* [Written instruction]:
Rewrite every line from the start of the lines through the line that contains "(1077, 377)", inclusive, with the requests included and the pictures left out. Multiply each point coordinate in the answers by 1.6 and round it to a whole number, halves up, but leave the numbers in the requests and their format samples unchanged.

________________________________________

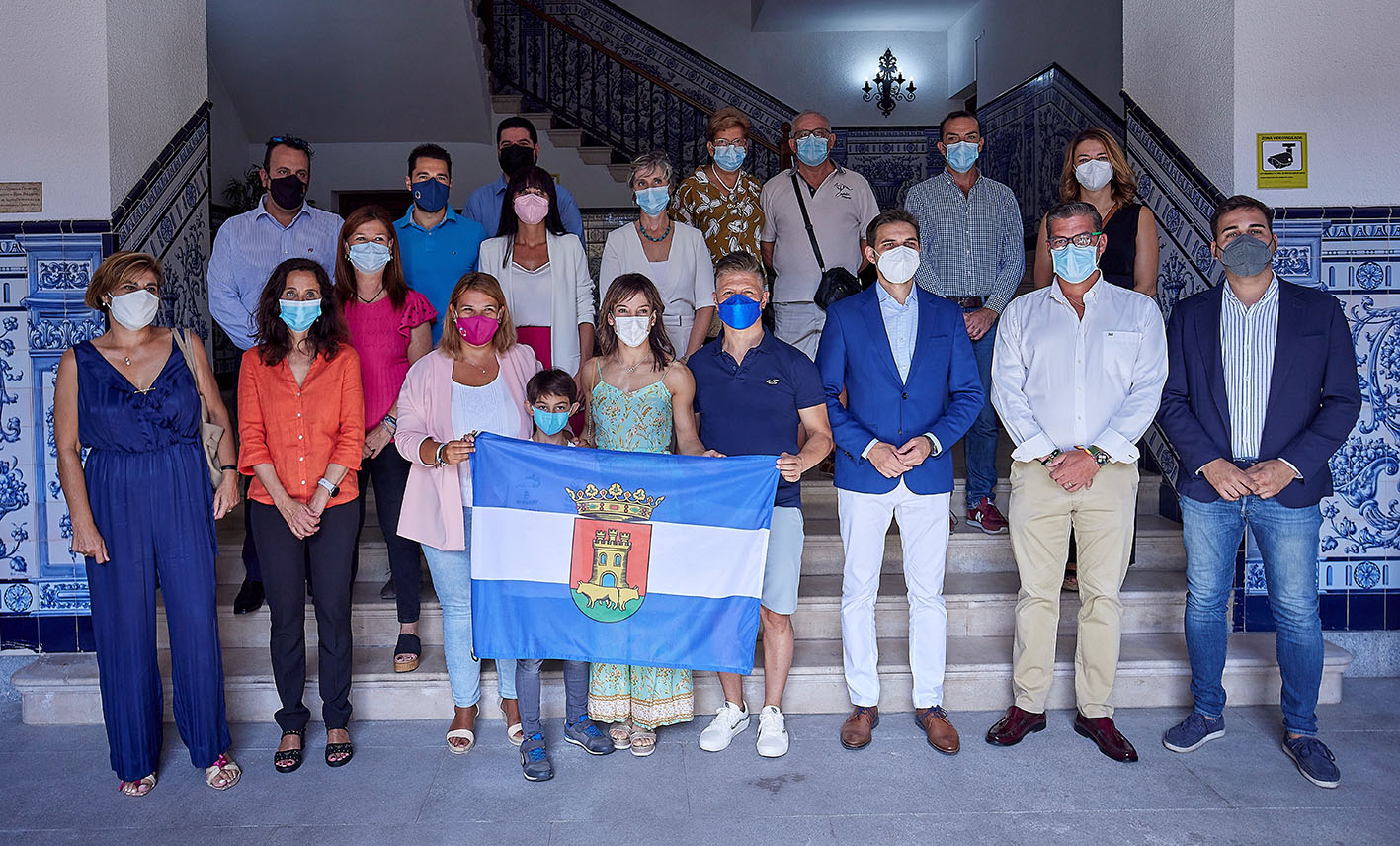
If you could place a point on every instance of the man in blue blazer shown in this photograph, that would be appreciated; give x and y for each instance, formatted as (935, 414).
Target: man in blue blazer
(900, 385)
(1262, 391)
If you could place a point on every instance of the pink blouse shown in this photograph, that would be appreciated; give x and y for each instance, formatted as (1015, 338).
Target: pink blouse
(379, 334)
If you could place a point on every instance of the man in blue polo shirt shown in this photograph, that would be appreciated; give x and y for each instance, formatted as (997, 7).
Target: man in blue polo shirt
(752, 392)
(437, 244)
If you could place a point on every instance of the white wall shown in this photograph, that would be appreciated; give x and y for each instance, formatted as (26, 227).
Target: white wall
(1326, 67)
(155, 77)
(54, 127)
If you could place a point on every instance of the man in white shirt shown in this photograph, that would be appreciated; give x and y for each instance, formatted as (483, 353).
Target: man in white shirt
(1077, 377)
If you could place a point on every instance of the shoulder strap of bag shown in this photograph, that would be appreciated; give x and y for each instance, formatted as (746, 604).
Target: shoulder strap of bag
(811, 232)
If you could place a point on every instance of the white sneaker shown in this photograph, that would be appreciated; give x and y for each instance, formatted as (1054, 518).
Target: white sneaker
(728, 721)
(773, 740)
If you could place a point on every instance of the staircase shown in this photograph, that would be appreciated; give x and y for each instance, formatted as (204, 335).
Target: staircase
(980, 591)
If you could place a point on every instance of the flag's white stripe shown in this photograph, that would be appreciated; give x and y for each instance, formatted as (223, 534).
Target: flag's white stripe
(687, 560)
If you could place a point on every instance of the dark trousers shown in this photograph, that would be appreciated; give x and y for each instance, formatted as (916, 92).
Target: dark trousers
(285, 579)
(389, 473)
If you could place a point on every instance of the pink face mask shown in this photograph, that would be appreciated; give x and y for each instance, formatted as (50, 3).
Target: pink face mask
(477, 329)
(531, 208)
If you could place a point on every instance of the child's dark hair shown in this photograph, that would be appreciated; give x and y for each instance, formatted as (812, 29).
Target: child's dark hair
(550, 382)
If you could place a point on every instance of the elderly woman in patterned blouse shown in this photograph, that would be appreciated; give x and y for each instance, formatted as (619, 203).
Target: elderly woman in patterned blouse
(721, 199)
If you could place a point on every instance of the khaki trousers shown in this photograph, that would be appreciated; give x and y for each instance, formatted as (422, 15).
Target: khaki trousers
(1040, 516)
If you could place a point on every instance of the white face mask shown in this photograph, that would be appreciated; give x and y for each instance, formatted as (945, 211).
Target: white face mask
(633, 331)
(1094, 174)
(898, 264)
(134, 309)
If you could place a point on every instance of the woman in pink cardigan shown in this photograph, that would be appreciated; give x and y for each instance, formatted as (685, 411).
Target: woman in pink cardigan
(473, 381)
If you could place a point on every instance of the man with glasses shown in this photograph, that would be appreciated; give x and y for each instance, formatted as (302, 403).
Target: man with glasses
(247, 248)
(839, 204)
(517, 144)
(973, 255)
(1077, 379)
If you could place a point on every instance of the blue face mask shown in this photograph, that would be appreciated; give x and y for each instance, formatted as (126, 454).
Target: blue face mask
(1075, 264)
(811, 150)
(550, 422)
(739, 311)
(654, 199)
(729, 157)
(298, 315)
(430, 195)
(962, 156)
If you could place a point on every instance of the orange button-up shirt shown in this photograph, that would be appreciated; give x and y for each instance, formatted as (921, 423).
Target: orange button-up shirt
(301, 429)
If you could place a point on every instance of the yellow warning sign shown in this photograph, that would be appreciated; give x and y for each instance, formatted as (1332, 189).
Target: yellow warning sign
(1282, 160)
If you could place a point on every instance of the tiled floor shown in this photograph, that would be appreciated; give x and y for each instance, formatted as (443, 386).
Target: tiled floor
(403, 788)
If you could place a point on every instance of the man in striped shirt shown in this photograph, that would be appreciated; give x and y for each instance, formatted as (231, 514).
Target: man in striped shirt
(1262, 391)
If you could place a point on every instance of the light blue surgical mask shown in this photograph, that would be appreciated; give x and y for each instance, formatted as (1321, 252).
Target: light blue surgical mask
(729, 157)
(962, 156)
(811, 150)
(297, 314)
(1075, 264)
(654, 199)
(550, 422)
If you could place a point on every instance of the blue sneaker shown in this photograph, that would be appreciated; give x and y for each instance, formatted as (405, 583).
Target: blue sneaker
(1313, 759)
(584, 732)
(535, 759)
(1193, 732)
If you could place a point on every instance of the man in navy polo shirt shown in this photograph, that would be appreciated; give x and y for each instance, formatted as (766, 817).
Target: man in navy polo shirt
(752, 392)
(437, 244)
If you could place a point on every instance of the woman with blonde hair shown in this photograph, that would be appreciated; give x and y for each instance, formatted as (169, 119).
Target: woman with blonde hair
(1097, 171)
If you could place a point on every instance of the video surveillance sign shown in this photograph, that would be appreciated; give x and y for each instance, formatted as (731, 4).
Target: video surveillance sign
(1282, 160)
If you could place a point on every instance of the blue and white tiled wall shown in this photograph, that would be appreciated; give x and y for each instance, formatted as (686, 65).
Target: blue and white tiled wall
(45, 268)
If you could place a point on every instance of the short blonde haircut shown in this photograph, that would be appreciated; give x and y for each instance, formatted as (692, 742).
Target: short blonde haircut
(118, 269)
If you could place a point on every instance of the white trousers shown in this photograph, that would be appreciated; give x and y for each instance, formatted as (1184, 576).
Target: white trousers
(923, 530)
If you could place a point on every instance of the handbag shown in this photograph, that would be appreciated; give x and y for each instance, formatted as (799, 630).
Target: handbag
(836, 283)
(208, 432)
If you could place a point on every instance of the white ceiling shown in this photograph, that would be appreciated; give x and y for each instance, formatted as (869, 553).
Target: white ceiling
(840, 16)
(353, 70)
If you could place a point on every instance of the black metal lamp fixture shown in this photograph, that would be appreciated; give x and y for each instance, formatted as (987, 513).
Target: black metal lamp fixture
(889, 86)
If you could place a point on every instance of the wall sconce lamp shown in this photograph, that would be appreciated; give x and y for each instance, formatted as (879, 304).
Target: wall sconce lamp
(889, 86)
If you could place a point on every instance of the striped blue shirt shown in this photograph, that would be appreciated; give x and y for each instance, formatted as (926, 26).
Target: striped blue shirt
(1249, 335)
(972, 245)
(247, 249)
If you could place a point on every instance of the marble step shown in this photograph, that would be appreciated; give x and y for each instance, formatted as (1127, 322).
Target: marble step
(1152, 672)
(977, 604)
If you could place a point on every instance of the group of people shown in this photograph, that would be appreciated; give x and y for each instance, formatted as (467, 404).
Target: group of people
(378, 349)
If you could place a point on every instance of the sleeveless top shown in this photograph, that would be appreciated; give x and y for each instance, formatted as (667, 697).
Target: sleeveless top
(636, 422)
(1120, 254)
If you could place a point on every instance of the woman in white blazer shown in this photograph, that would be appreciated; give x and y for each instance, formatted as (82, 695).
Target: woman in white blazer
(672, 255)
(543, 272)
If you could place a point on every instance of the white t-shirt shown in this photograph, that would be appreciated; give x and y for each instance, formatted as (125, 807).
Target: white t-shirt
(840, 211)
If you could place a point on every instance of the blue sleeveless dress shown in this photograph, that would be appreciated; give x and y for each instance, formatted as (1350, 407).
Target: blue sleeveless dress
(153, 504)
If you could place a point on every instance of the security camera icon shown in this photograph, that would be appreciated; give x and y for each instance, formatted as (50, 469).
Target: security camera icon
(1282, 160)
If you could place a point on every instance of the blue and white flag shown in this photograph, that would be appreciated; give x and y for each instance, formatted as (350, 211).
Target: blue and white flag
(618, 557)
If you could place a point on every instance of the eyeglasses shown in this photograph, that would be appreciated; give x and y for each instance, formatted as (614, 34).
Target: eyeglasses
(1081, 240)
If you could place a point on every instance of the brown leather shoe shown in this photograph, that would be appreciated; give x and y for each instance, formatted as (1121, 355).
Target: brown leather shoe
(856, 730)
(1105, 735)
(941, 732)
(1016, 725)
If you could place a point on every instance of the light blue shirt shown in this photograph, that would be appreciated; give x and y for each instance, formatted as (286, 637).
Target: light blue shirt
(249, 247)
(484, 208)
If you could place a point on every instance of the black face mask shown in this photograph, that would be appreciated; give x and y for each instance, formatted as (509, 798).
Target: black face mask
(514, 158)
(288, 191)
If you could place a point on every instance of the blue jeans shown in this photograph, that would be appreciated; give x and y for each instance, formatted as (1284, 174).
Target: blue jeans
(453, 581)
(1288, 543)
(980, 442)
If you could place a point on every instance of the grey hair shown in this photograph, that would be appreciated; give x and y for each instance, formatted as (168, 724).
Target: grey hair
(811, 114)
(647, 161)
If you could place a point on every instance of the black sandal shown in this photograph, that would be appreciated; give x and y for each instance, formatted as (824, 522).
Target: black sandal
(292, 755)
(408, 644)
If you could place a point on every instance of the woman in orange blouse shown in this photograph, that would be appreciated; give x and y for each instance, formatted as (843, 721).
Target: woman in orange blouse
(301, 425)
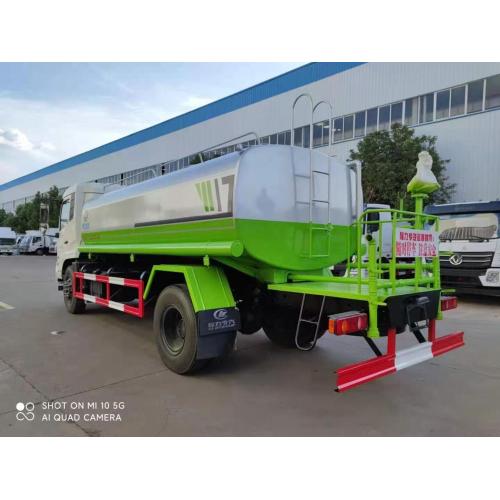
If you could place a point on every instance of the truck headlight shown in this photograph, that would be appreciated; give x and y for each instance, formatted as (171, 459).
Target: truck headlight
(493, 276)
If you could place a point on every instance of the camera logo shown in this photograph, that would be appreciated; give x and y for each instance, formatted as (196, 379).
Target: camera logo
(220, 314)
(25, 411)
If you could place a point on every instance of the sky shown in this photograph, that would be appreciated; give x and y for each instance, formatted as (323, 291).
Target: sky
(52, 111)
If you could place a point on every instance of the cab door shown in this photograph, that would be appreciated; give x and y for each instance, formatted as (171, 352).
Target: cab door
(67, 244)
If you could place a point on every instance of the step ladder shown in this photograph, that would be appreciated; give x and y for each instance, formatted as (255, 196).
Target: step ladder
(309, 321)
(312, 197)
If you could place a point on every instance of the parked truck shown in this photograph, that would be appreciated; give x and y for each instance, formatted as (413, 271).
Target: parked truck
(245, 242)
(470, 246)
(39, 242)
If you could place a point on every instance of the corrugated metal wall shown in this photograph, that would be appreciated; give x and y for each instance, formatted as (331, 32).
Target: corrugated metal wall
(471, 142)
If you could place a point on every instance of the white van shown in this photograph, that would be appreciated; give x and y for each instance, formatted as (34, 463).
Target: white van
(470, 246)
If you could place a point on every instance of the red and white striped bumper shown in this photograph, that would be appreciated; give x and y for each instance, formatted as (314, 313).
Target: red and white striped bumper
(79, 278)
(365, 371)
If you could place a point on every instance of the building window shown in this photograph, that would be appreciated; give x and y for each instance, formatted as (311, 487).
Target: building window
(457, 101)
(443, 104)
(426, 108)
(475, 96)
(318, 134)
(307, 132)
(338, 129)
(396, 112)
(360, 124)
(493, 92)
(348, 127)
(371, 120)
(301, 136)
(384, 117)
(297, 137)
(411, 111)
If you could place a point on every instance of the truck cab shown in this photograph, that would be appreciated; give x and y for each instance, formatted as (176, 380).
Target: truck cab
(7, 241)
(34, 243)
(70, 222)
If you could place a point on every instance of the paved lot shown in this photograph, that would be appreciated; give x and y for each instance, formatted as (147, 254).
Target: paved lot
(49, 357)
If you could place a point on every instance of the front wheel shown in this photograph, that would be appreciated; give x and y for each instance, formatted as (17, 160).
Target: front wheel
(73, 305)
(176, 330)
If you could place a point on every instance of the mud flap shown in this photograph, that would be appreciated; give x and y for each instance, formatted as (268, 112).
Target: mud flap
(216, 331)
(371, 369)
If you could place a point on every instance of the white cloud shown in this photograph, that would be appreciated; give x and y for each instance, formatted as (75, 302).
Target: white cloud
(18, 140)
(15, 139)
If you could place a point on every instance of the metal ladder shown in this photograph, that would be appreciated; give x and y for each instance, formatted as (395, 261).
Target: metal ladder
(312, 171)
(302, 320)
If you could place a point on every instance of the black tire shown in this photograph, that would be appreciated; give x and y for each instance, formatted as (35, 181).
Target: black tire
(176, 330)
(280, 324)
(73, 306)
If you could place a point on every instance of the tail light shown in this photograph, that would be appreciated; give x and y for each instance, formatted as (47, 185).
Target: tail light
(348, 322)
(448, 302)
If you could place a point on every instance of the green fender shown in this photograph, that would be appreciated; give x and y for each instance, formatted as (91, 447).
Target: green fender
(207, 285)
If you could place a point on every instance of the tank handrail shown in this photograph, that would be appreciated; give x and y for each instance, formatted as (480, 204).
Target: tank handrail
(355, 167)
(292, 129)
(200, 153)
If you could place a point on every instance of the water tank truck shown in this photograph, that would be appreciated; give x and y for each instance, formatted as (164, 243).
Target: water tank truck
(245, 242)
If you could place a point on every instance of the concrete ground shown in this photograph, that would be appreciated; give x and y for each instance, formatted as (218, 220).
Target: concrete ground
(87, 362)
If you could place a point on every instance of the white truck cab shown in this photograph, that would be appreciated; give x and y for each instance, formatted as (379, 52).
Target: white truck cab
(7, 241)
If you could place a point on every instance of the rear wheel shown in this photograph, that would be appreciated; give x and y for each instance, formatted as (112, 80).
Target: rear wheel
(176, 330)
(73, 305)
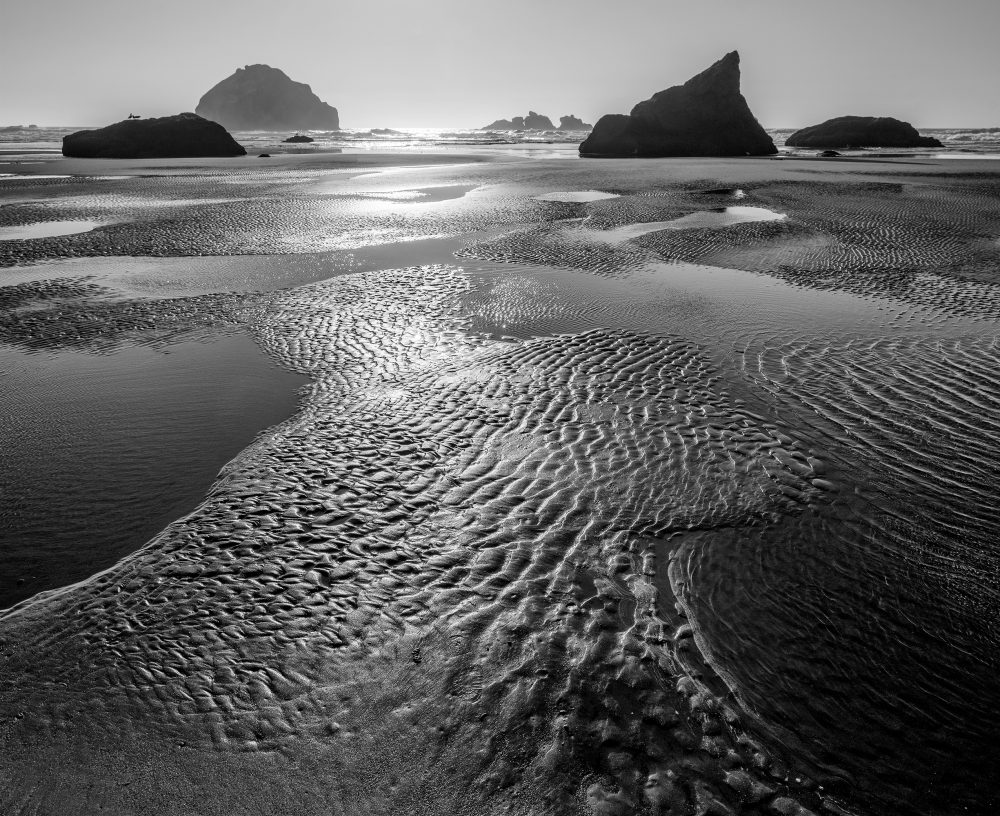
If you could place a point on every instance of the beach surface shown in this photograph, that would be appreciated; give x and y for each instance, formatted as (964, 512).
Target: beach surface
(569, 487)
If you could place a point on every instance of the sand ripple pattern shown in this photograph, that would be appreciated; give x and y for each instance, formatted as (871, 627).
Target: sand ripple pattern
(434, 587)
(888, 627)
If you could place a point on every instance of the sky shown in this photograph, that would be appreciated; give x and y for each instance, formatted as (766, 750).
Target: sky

________________________________________

* [Written solution]:
If you could place a point on every instance of the man in blue blazer shown in this photograph, that would be appreciated; give x and y for each instance, formatted as (935, 414).
Target: man in blue blazer
(1440, 616)
(2019, 626)
If you could place a point on every instance of the pink blouse shown in this photograph, that would be appreciated; give x and y for each instance, formatted as (1015, 338).
Target: pink blouse
(606, 534)
If you could place a point on every instance of the man in blue polo shirt shown in this photograph, that would be appreciated; give x and y for each instance, formatted as (997, 7).
Target: man in blue polo shirt
(1203, 627)
(699, 390)
If you could place a point on every instance of the white wall shown in this photograph, that would be appreciated; give x and y for each instance, formatted as (26, 227).
Target: white wall
(2122, 107)
(248, 123)
(86, 203)
If you could place a point on every instance of the man in white shirt shown in this photograph, that would be appreciated; give x and y for each instance, formatted as (483, 353).
Target: man in white shirt
(1723, 603)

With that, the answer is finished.